SECCIÓN DE TEXTO:
::::

San Mateo 10, 16-23
Apenas acabamos de celebrar la fiesta del nacimiento de Jesús, cuando la liturgia nos invita a contemplar, más allá de la pasión y muerte del Señor, el día de la muerte de Esteban, el primer mártir cristiano. Esteban manifestó su fe dando la vida y aceptando la muerte por esa fe.
La fiesta de san Esteban nos ayuda a situar la Navidad en una acertada perspectiva. No es que tengamos que apartar las hermosas imágenes de María y José, inclinados hacia un Dios que ha aceptado la debilidad de un recién nacido. Lo que hemos de comprender es que, al hacerse hombre como nosotros, en todo, menos en el pecado, Jesús también se hizo vulnerable como Esteban.
Quedó abierto, efectivamente, al sufrimiento y a la muerte. Desde su concepción y nacimiento, Jesús estaba destinado a salvar al mundo por medio de la muerte en cruz. Es totalmente cierto que Jesús nace para morir. Y al morir, quedó también abierto a la vida y a la resurrección.

::::

TAREAS REQUERIDAS:
1: Según la reflexión sobre san Esteban, ¿qué lugar ocupa Esteban entre los mártires cristianos?
2: Reescribe todo lo que va desde "La fiesta de san" hasta "vulnerable como Esteban." en la reflexión sobre san Esteban, y pon "bellas" en lugar de "hermosas".
3: Prosigue la reflexión sobre san Esteban a partir de su última frase.
Las entradas provienen de una fuente distinta.

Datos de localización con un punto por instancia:
::::

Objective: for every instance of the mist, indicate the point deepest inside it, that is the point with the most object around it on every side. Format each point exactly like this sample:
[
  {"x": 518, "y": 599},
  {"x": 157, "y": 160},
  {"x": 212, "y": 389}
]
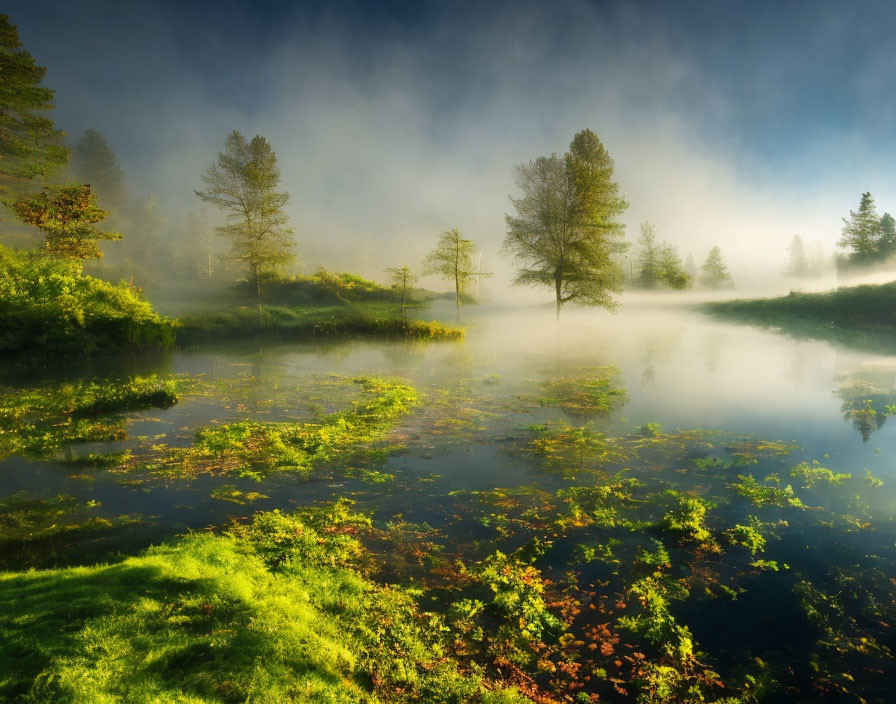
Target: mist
[{"x": 393, "y": 126}]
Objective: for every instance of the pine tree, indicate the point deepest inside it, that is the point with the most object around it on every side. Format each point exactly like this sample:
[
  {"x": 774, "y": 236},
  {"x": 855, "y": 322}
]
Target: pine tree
[
  {"x": 452, "y": 260},
  {"x": 797, "y": 260},
  {"x": 648, "y": 256},
  {"x": 243, "y": 182},
  {"x": 402, "y": 280},
  {"x": 30, "y": 145},
  {"x": 715, "y": 273},
  {"x": 565, "y": 233},
  {"x": 68, "y": 215},
  {"x": 94, "y": 162},
  {"x": 886, "y": 245},
  {"x": 861, "y": 232}
]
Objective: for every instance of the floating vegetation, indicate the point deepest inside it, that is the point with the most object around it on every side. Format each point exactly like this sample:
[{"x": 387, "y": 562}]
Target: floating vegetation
[
  {"x": 593, "y": 391},
  {"x": 256, "y": 448},
  {"x": 39, "y": 422}
]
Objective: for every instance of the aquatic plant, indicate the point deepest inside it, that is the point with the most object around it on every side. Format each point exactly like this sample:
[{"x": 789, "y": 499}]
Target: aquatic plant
[
  {"x": 814, "y": 473},
  {"x": 39, "y": 421},
  {"x": 252, "y": 446},
  {"x": 761, "y": 495},
  {"x": 590, "y": 392}
]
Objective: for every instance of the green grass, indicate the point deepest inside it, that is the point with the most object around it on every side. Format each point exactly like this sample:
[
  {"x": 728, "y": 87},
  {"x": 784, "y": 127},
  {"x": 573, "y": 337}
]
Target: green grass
[
  {"x": 276, "y": 611},
  {"x": 369, "y": 319},
  {"x": 863, "y": 316},
  {"x": 48, "y": 304}
]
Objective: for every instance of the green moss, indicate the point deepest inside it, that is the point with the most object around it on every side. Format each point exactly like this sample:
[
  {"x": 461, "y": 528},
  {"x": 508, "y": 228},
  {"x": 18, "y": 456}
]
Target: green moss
[
  {"x": 214, "y": 618},
  {"x": 253, "y": 446}
]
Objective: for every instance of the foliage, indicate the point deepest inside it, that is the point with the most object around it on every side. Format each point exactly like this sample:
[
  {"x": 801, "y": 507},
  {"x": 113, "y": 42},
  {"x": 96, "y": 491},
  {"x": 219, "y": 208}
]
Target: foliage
[
  {"x": 593, "y": 391},
  {"x": 814, "y": 473},
  {"x": 687, "y": 517},
  {"x": 761, "y": 495},
  {"x": 715, "y": 273},
  {"x": 566, "y": 230},
  {"x": 68, "y": 216},
  {"x": 243, "y": 182},
  {"x": 48, "y": 304},
  {"x": 30, "y": 146},
  {"x": 217, "y": 618},
  {"x": 452, "y": 260},
  {"x": 38, "y": 422},
  {"x": 402, "y": 280},
  {"x": 287, "y": 323},
  {"x": 94, "y": 162},
  {"x": 253, "y": 446}
]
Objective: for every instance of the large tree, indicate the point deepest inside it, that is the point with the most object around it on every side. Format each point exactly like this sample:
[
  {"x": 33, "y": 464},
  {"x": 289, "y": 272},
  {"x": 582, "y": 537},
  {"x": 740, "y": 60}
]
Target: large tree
[
  {"x": 30, "y": 145},
  {"x": 68, "y": 215},
  {"x": 452, "y": 260},
  {"x": 94, "y": 162},
  {"x": 243, "y": 182},
  {"x": 715, "y": 273},
  {"x": 861, "y": 231},
  {"x": 565, "y": 232}
]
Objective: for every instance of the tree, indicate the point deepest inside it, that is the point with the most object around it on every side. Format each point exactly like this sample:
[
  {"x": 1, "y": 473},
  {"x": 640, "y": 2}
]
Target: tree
[
  {"x": 670, "y": 270},
  {"x": 565, "y": 231},
  {"x": 861, "y": 232},
  {"x": 715, "y": 273},
  {"x": 648, "y": 256},
  {"x": 402, "y": 280},
  {"x": 68, "y": 215},
  {"x": 452, "y": 260},
  {"x": 94, "y": 162},
  {"x": 243, "y": 182},
  {"x": 30, "y": 145},
  {"x": 797, "y": 259},
  {"x": 690, "y": 266}
]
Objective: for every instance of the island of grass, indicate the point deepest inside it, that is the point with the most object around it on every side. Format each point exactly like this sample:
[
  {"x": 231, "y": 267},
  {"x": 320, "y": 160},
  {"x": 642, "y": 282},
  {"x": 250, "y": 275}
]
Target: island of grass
[
  {"x": 49, "y": 305},
  {"x": 323, "y": 304},
  {"x": 857, "y": 315}
]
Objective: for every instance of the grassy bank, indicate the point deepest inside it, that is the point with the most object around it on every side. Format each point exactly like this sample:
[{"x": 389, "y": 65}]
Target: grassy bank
[
  {"x": 277, "y": 610},
  {"x": 859, "y": 315},
  {"x": 281, "y": 323},
  {"x": 47, "y": 304}
]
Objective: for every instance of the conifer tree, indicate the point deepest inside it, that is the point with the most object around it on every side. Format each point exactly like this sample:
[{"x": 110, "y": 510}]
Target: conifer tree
[
  {"x": 30, "y": 145},
  {"x": 243, "y": 182},
  {"x": 714, "y": 272}
]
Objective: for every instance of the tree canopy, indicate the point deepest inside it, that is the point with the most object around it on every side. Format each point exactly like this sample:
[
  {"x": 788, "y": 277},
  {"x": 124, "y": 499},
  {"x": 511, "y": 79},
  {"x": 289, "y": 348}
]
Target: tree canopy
[
  {"x": 452, "y": 260},
  {"x": 243, "y": 182},
  {"x": 715, "y": 273},
  {"x": 565, "y": 232},
  {"x": 93, "y": 161},
  {"x": 30, "y": 145},
  {"x": 68, "y": 215}
]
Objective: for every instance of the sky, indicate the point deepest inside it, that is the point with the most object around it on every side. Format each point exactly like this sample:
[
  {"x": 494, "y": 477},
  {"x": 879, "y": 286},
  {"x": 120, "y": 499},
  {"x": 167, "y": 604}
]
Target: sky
[{"x": 736, "y": 124}]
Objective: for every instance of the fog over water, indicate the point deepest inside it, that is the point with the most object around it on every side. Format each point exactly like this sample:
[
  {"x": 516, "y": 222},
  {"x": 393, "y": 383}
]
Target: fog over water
[{"x": 394, "y": 125}]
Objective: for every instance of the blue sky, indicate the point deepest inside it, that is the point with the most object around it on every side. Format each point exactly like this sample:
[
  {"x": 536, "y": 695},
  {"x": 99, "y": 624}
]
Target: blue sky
[{"x": 725, "y": 118}]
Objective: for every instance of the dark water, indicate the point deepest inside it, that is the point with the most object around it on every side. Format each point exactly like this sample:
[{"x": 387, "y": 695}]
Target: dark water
[{"x": 679, "y": 368}]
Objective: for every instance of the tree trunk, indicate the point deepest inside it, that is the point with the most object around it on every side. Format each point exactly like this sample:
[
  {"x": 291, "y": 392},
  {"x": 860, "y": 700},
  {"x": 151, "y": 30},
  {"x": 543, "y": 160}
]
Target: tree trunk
[
  {"x": 557, "y": 288},
  {"x": 255, "y": 275}
]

::::

RESPUESTAS ESPERADAS:
1: Fue el primer mártir cristiano.

2:
La fiesta de san Esteban nos ayuda a situar la Navidad en una acertada perspectiva. No es que tengamos que apartar las bellas imágenes de María y José, inclinados hacia un Dios que ha aceptado la debilidad de un recién nacido. Lo que hemos de comprender es que, al hacerse hombre como nosotros, en todo, menos en el pecado, Jesús también se hizo vulnerable como Esteban.

3:
La muerte y resurrección del Señor son el acontecimiento central de toda la historia. Todos los días de su vida fueron un camino dirigido hacia el centro trascendental del sacrificio. Por ese motivo, cuando ayer celebrábamos su nacimiento, lo hacíamos mediante la Misa, que vuelve a presentarnos actualizado el misterio de su muerte y resurrección.
Así pues, es muy bueno que contemplemos las tiernas escenas de Belén, pero la fiesta de hoy nos llama a contemplar y comprender que Jesús nace para ser mártir, es decir, testigo del amor infinito con que nos ama el Padre. La señal de ese amor es el sacrificio de Jesús, que sólo pudo concretarse mediante la encarnación del Hijo de Dios, que se hace hombre, igual que nosotros, excepto en el pecado.